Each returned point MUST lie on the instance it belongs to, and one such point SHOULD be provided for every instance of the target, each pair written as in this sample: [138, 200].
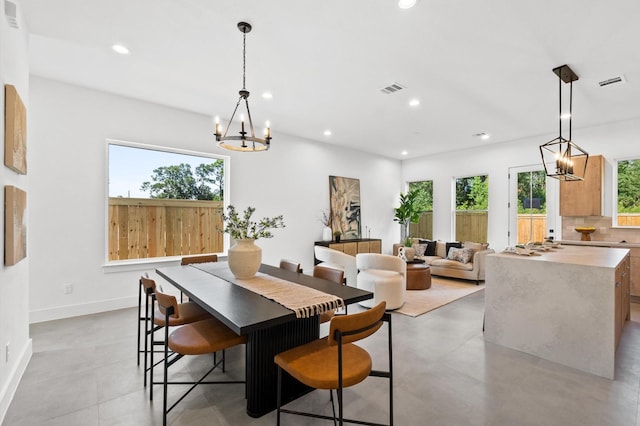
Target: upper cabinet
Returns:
[584, 198]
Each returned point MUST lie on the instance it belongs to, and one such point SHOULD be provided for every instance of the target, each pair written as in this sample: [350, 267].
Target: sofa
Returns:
[467, 261]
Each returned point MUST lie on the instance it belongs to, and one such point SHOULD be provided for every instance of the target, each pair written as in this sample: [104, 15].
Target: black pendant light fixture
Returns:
[562, 158]
[246, 141]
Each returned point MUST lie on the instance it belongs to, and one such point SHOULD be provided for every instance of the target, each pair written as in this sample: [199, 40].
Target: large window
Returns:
[628, 193]
[471, 215]
[424, 227]
[164, 203]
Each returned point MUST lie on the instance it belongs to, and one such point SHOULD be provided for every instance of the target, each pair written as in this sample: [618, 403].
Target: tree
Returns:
[532, 185]
[407, 211]
[424, 197]
[472, 193]
[629, 186]
[179, 182]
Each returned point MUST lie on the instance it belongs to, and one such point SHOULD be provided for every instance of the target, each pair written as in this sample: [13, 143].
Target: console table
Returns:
[353, 247]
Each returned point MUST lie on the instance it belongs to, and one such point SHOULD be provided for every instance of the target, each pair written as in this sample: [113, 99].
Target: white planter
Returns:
[244, 258]
[327, 235]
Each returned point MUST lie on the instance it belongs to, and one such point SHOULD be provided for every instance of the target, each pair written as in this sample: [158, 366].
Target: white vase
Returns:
[327, 234]
[244, 258]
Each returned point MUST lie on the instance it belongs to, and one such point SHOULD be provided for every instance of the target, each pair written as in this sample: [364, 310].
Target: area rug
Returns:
[442, 292]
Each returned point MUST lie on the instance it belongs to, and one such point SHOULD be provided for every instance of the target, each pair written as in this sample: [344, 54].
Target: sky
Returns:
[130, 166]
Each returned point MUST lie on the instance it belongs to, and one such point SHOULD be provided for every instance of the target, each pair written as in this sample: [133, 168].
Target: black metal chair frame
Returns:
[374, 373]
[171, 358]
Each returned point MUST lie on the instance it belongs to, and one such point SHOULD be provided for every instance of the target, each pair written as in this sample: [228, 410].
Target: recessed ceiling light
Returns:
[406, 4]
[118, 48]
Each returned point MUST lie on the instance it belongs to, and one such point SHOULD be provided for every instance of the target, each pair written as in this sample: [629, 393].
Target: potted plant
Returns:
[409, 251]
[244, 256]
[326, 221]
[407, 212]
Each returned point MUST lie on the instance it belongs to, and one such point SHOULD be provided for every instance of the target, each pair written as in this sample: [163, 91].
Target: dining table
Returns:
[270, 327]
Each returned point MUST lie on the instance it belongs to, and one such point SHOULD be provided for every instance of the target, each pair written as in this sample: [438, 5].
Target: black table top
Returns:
[240, 309]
....
### Problem statement:
Exactly as they appear, print the lines from the one holding "sample: [438, 5]." through the final line of the entries, and no others.

### Result of this exercise:
Each returned point MUST lie on the instance it belongs to, and one such point SHOULD be provided for every instance of the target, each pair written as in this sample: [438, 5].
Target: black table top
Returns:
[240, 309]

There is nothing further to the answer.